═════ Passage shown

4. The record does not disclose whether the Union pursued its claim that the oral reply meeting constituted a formal discussion. That claim is not before us in this case.

5. As we noted in FAA, a finding that disclosure is not prohibited by law does not end the inquiry into whether an agency's failure to disclose requested information violates the Statute. In order to sustain such a violation, we must find that all of the requirements of section 7114(b)(4) have been met. FAA, 50 FLRA at 345.

6. The record discloses that Employee A claims that certain physical conditions affected her performance.

7. In U.S. Department of the Interior, Bureau of Mines, Pittsburgh Research Center, 51 FLRA No. 28, slip op. at 9, n.7 (1995), we stated that according to Webster's Third New International Dictionary (unabridged) (1986), traceable is defined as "suitable or of a kind to be attributed: Due, Ascribable"; logical means "that [which] is in accordance with inferences reasonably drawn from preceding or surrounding or predictable facts or events or circumstances"; and significant refers to "having or likely to have influence or effect." The Authority occasionally refers to dictionary definitions of terms to supply meaning where none has otherwise been provided. For example, American Federation of Government Employees, Local 31 and U.S. Department of Veterans Affairs Medical Center, Wade Park Unit, Cleveland, Ohio, 49 FLRA 957, 958 n.2 (1994). See also U.S. Department of the Army, Red River Depot, Texarkana, Texas v. FLRA, 977 F.2d 1490, 1492 (D.C. Cir. 1992) (court found that Authority's adoption of dictionary definition of statutory term was permissible).

══════════

■ **Your tasks**
1. Summarize the numbered notes above in two sentences.
2. Continue the numbered notes above with the next note, beginning after their final sentence.
The items that come after the numbered notes are separate material.

═════ Records supplied

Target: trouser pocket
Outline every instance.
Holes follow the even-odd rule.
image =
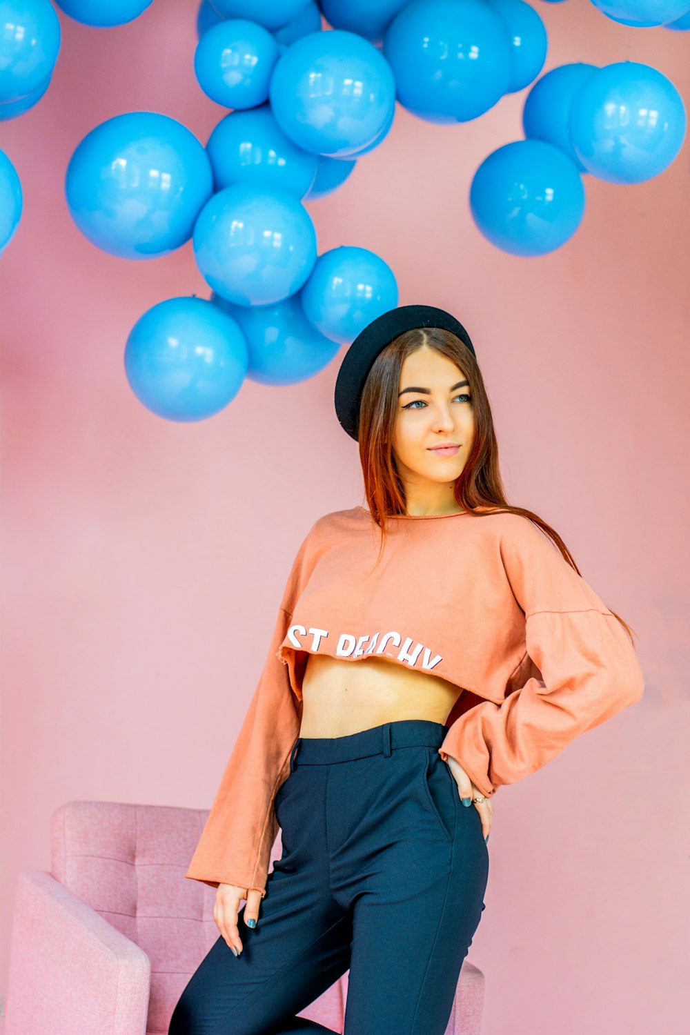
[[[459,804],[457,783],[448,765],[432,747],[424,748],[422,788],[424,798],[437,821],[439,830],[447,841],[452,841],[455,835],[455,818]]]

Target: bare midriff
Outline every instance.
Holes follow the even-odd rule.
[[[302,679],[300,737],[347,737],[384,722],[445,723],[462,688],[383,657],[309,654]]]

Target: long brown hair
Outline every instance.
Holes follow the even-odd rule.
[[[572,554],[550,525],[534,511],[508,503],[499,466],[499,443],[493,427],[491,407],[481,371],[464,342],[441,327],[414,328],[390,342],[377,356],[362,391],[358,432],[359,457],[369,511],[381,529],[379,561],[386,537],[386,518],[407,513],[404,489],[395,467],[391,446],[393,424],[397,415],[400,369],[403,360],[424,345],[452,360],[470,382],[468,391],[472,395],[475,435],[467,463],[455,480],[455,502],[474,518],[503,512],[529,518],[546,533],[568,564],[580,574]],[[478,511],[476,507],[493,509]],[[611,609],[609,611],[618,618],[634,644],[631,627],[614,611]]]

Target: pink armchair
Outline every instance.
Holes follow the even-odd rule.
[[[24,870],[5,1035],[167,1035],[219,937],[215,889],[187,880],[208,809],[69,801],[51,820],[52,873]],[[271,864],[280,855],[278,834]],[[343,974],[301,1016],[342,1032]],[[466,958],[446,1035],[479,1035],[484,976]]]

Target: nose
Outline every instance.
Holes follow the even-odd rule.
[[[454,426],[450,410],[443,403],[440,404],[439,409],[434,413],[432,426],[434,432],[449,432]]]

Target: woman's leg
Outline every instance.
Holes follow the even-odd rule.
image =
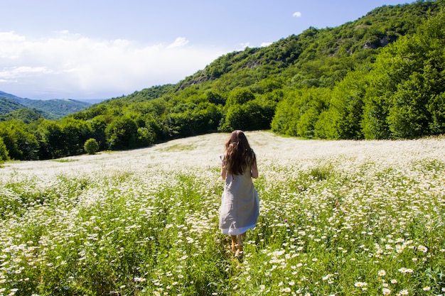
[[[238,243],[237,236],[230,236],[232,239],[232,246],[230,246],[230,251],[235,252],[236,251],[236,246]]]
[[[236,236],[237,239],[237,251],[235,256],[237,257],[242,253],[242,239],[246,236],[246,233]]]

══════════

■ **Written answers**
1. The notes state that the record does not disclose whether the Union pursued its claim that the oral reply meeting was a formal discussion, a claim not before the Authority in this case, and that a finding that disclosure is not prohibited by law does not end the inquiry, since all requirements of section 7114(b)(4) must be met. They also record Employee A's claim that certain physical conditions affected her performance, and they recite dictionary definitions of "traceable," "logical," and "significant," adding that the Authority occasionally refers to such definitions to supply meaning where none has otherwise been provided.

2.
8. In its information request, the Union stated only that it needed the last chance agreement because "[t]his secret agreement[,] made between [Employee A] and the agency[,] was in direct violation" of its right to be present at an oral reply meeting. Exhibit F. The General Counsel asserted that the last chance agreement also was necessary to assist the union in carrying out its full range of responsibilities under the Statute, particularly as they relate to employee removals. To the extent that this is an additional, different reason for the request, and not merely a clarification or explanation of the reason previously given by the Union, we will not consider it in determining whether the information is relevant, within the meaning of routine use "a." Basing our determination on the reasons stated by the Union for the information is consistent with FPM Letter 711-164, which requires a requestor of information to "demonstrate to the system manager" of the agency that the information is relevant and necessary, and with Authority precedent construing the obligation to provide a union with "necessary" information under section 7114(b)(4) of the Statute. E.g., Commander Naval Air Pacific, San Diego, California and Naval Air Station Whidbey Island, Oak Harbor, Washington, 41 FLRA 662, 669 (1991) ("[W]e evaluate the necessity for the requested information in light of the reasons expressed in the Union's request.").